> _SUPPLIED RECORDS_

++++++++++++++++++++

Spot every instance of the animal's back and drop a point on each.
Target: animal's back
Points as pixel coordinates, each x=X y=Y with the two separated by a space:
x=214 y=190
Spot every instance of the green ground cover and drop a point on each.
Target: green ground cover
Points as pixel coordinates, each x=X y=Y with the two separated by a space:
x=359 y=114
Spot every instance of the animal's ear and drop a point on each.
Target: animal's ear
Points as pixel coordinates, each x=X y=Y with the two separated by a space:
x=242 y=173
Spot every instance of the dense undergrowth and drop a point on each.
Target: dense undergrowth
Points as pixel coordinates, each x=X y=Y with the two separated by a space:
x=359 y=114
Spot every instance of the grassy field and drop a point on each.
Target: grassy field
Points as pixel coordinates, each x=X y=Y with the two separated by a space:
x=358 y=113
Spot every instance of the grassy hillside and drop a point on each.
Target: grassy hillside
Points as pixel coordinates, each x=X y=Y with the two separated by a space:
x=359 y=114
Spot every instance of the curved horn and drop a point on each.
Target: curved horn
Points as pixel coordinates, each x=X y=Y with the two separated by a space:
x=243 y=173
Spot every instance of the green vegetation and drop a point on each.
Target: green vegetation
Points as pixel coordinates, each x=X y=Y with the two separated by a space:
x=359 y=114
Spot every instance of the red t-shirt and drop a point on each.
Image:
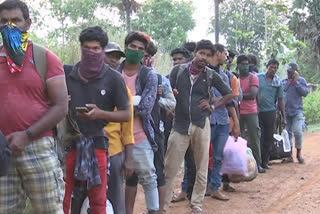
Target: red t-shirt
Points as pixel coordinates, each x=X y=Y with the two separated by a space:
x=248 y=106
x=23 y=95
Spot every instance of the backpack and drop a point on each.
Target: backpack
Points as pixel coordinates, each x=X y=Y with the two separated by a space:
x=209 y=73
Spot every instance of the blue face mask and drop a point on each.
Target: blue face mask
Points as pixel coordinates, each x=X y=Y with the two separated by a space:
x=15 y=42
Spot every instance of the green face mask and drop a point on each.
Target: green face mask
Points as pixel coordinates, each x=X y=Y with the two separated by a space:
x=243 y=69
x=134 y=56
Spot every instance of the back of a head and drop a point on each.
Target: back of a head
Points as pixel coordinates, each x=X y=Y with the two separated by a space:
x=218 y=48
x=190 y=46
x=181 y=50
x=204 y=44
x=242 y=58
x=137 y=36
x=94 y=34
x=253 y=60
x=273 y=62
x=15 y=4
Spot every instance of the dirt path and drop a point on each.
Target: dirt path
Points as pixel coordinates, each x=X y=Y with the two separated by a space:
x=285 y=189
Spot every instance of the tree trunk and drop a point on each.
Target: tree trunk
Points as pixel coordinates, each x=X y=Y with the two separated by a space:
x=217 y=20
x=127 y=6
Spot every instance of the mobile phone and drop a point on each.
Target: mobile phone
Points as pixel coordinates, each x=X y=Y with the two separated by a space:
x=82 y=109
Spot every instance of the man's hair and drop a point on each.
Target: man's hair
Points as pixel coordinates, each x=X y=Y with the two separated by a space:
x=190 y=46
x=231 y=53
x=181 y=50
x=136 y=36
x=15 y=4
x=151 y=49
x=94 y=34
x=242 y=58
x=204 y=44
x=218 y=48
x=273 y=62
x=252 y=59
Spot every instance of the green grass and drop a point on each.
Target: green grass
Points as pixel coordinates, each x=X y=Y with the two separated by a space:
x=313 y=127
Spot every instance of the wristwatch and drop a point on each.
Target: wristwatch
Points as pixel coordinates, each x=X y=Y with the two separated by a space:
x=213 y=107
x=29 y=134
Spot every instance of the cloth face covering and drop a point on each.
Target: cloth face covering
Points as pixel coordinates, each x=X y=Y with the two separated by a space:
x=134 y=56
x=15 y=44
x=91 y=63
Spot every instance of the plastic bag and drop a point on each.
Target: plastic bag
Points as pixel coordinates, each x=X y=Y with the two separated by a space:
x=85 y=207
x=235 y=157
x=252 y=170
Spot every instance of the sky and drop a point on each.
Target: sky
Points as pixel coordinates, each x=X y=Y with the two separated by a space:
x=203 y=12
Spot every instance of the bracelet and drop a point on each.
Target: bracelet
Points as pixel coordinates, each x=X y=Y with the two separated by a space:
x=29 y=133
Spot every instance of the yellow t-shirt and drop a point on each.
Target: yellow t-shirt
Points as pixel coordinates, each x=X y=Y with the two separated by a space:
x=120 y=134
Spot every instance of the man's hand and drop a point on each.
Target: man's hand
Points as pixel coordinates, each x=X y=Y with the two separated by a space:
x=128 y=168
x=93 y=114
x=175 y=92
x=235 y=132
x=204 y=105
x=295 y=76
x=160 y=90
x=18 y=141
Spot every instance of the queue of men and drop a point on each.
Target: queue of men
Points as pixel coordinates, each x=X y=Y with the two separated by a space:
x=124 y=114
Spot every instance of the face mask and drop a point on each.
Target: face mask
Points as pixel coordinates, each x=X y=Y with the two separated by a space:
x=243 y=70
x=15 y=44
x=91 y=63
x=133 y=56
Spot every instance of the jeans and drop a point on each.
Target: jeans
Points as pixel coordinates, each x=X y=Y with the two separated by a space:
x=219 y=137
x=294 y=126
x=145 y=173
x=115 y=183
x=267 y=123
x=189 y=173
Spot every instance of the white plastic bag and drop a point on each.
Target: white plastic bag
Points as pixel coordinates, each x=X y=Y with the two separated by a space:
x=86 y=206
x=235 y=157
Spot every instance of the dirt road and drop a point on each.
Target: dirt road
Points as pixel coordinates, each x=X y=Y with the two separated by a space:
x=284 y=189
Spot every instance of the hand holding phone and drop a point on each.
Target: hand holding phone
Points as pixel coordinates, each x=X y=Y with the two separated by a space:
x=82 y=109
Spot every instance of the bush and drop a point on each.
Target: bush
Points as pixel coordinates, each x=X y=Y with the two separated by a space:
x=312 y=107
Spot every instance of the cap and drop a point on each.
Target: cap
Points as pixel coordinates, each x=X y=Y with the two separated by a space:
x=114 y=47
x=292 y=67
x=5 y=155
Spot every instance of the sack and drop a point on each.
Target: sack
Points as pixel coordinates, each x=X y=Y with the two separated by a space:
x=235 y=157
x=281 y=147
x=252 y=172
x=85 y=209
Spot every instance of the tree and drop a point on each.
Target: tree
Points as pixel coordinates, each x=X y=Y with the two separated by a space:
x=167 y=22
x=305 y=23
x=242 y=24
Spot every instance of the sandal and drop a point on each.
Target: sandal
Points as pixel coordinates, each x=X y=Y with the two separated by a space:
x=179 y=196
x=301 y=160
x=196 y=210
x=287 y=160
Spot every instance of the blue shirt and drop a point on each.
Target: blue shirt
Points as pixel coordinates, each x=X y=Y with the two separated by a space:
x=269 y=92
x=294 y=94
x=220 y=116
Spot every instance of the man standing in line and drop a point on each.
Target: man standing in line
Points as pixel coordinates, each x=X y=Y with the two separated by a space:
x=95 y=91
x=249 y=119
x=142 y=82
x=26 y=118
x=295 y=88
x=121 y=140
x=192 y=84
x=270 y=92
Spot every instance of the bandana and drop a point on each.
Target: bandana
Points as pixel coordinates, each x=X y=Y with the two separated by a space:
x=91 y=63
x=15 y=44
x=194 y=70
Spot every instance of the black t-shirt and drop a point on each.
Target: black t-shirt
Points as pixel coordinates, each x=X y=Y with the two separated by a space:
x=107 y=91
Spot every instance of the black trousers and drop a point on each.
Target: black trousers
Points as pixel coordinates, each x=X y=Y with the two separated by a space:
x=267 y=125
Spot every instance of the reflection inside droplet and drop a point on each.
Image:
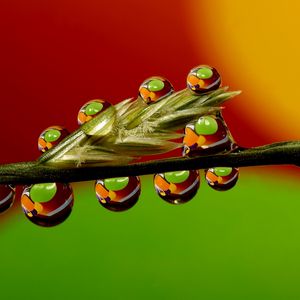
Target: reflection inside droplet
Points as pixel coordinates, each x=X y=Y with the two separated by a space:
x=47 y=204
x=177 y=187
x=7 y=196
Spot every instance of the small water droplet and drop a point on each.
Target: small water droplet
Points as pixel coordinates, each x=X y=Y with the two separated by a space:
x=222 y=178
x=154 y=89
x=51 y=137
x=177 y=187
x=91 y=109
x=7 y=197
x=118 y=194
x=203 y=79
x=41 y=210
x=214 y=137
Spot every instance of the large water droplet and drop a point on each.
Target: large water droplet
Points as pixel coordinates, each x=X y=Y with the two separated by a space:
x=208 y=135
x=47 y=204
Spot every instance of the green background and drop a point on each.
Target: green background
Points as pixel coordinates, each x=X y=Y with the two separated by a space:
x=240 y=244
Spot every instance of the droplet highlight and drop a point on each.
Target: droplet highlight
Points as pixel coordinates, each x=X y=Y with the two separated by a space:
x=118 y=194
x=177 y=187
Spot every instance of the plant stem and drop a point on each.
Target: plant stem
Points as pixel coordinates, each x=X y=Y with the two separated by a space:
x=283 y=153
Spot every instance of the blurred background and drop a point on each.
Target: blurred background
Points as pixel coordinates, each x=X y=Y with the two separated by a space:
x=240 y=244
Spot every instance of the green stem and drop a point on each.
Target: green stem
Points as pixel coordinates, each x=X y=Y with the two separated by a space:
x=283 y=153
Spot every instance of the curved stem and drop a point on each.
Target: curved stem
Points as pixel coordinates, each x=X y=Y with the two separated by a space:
x=282 y=153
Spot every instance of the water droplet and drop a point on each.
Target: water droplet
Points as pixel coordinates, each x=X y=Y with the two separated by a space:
x=154 y=89
x=7 y=197
x=203 y=79
x=91 y=109
x=118 y=194
x=47 y=204
x=222 y=178
x=51 y=136
x=177 y=187
x=208 y=135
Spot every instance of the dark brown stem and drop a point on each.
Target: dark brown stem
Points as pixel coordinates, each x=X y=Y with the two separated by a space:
x=283 y=153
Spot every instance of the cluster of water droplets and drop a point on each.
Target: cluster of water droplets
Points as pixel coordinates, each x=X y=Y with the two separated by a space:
x=49 y=204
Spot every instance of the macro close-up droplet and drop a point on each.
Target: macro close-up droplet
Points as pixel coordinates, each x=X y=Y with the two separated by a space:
x=177 y=187
x=222 y=178
x=51 y=136
x=203 y=79
x=47 y=204
x=118 y=194
x=91 y=109
x=208 y=135
x=154 y=89
x=7 y=196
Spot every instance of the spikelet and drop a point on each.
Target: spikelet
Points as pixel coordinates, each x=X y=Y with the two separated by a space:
x=132 y=129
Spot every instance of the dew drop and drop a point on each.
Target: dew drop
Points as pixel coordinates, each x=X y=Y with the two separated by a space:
x=154 y=89
x=51 y=137
x=203 y=79
x=7 y=197
x=118 y=194
x=177 y=187
x=47 y=204
x=208 y=135
x=222 y=178
x=91 y=109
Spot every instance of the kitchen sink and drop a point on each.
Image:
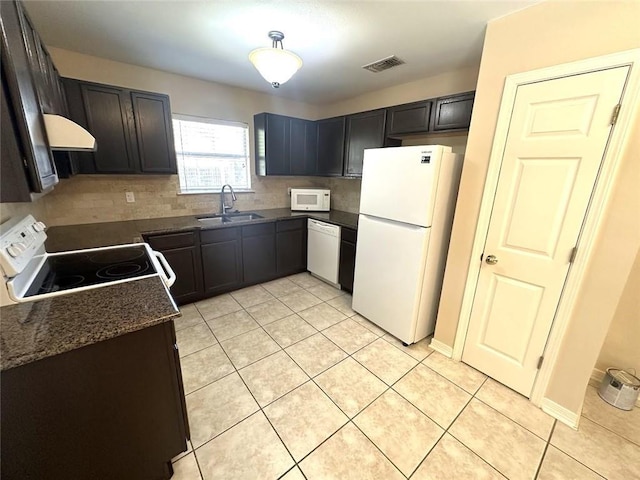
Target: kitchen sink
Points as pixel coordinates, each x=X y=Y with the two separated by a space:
x=229 y=217
x=243 y=217
x=214 y=219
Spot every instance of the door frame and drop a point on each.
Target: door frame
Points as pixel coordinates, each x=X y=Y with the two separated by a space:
x=594 y=215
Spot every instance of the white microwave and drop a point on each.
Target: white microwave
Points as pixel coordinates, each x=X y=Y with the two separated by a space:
x=310 y=199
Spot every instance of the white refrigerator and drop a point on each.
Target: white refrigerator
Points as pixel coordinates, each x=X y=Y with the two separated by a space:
x=407 y=203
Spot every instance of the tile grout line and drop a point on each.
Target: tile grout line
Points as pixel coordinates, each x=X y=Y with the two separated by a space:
x=544 y=452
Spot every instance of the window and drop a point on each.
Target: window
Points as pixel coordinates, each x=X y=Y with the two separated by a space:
x=211 y=153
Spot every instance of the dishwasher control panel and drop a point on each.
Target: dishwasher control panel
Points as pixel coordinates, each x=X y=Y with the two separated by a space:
x=323 y=250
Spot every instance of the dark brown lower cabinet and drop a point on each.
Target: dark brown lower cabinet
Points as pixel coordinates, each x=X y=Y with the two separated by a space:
x=221 y=260
x=111 y=410
x=259 y=252
x=347 y=258
x=182 y=251
x=291 y=246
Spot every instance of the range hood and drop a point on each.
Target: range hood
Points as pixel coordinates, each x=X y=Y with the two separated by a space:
x=66 y=135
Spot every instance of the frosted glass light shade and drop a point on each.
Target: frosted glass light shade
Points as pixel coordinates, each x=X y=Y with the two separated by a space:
x=275 y=64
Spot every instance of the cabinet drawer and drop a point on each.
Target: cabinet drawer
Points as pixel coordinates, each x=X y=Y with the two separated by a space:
x=219 y=235
x=172 y=240
x=260 y=229
x=348 y=235
x=288 y=225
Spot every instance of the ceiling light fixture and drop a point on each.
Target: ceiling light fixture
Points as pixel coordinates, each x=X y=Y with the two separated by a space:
x=276 y=65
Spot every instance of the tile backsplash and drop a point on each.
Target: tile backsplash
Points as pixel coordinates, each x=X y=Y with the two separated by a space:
x=101 y=198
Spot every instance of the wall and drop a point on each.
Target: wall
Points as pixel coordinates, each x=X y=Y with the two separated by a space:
x=546 y=34
x=621 y=348
x=100 y=198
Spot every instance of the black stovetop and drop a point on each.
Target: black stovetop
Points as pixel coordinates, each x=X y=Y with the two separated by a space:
x=68 y=271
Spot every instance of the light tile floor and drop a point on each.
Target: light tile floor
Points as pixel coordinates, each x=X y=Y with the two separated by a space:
x=285 y=380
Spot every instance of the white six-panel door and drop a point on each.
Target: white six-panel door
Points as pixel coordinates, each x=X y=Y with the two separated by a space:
x=557 y=138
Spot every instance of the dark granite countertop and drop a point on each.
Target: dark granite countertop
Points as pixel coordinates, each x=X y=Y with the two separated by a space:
x=35 y=330
x=74 y=237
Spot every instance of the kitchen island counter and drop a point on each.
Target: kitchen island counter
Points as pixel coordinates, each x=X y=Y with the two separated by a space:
x=33 y=331
x=73 y=237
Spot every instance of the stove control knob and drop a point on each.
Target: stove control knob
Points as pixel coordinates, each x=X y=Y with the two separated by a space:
x=16 y=249
x=38 y=227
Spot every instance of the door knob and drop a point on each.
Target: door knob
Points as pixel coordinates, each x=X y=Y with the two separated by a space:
x=491 y=259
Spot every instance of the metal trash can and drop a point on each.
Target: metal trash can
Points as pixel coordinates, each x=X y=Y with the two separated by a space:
x=620 y=389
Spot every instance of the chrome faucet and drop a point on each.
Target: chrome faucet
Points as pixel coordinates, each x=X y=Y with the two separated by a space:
x=223 y=206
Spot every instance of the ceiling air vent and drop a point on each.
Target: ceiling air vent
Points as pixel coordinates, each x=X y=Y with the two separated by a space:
x=384 y=64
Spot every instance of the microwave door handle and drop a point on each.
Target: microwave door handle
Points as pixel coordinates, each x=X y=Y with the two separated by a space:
x=171 y=279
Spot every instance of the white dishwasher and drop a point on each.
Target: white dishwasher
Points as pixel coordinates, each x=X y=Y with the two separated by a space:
x=323 y=250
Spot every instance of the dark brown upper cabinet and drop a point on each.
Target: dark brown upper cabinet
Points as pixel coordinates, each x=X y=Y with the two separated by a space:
x=154 y=132
x=331 y=134
x=452 y=113
x=409 y=118
x=284 y=145
x=303 y=146
x=335 y=146
x=27 y=94
x=133 y=129
x=364 y=130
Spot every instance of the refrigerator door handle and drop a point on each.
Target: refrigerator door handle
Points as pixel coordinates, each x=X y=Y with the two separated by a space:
x=394 y=222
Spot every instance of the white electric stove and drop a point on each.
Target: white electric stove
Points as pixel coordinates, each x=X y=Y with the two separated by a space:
x=30 y=273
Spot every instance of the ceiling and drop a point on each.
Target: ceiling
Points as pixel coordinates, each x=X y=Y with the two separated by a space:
x=211 y=40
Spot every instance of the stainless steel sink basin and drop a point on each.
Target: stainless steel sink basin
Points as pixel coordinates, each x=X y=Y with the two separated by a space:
x=230 y=217
x=243 y=217
x=214 y=220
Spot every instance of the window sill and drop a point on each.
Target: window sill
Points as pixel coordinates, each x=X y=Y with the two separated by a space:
x=209 y=192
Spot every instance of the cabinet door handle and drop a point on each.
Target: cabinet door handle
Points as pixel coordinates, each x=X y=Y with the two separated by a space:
x=491 y=259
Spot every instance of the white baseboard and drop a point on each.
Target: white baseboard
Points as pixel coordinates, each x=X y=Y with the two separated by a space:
x=440 y=347
x=560 y=413
x=596 y=378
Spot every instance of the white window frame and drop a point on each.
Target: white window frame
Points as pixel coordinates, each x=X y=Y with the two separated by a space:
x=214 y=121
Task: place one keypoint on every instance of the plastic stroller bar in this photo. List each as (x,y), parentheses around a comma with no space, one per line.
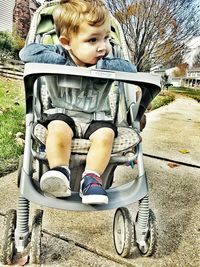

++++++++++++++++++++

> _TASK PROMPT_
Please express the lines of the items as a JSON list of strings, one string per line, starting with the line that contains "Spot every instance of the door knob" and going on through the line that contains "x=223 y=206", with blank lines left out.

> _FINISHED ANSWER_
[
  "Spot every instance of the door knob and drop a point on each.",
  "Target: door knob",
  "Points as pixel coordinates, each x=X y=Y with the two separated by a space:",
  "x=491 y=259",
  "Spot every instance of the metal trash can and drop a point on each.",
  "Target: metal trash can",
  "Points as pixel coordinates, each x=X y=Y with the two separated by a space:",
  "x=620 y=389",
  "Spot every instance of the chrome faucet and drop a point on each.",
  "Target: chrome faucet",
  "Points as pixel coordinates, each x=X y=Y with the two separated by a space:",
  "x=223 y=206"
]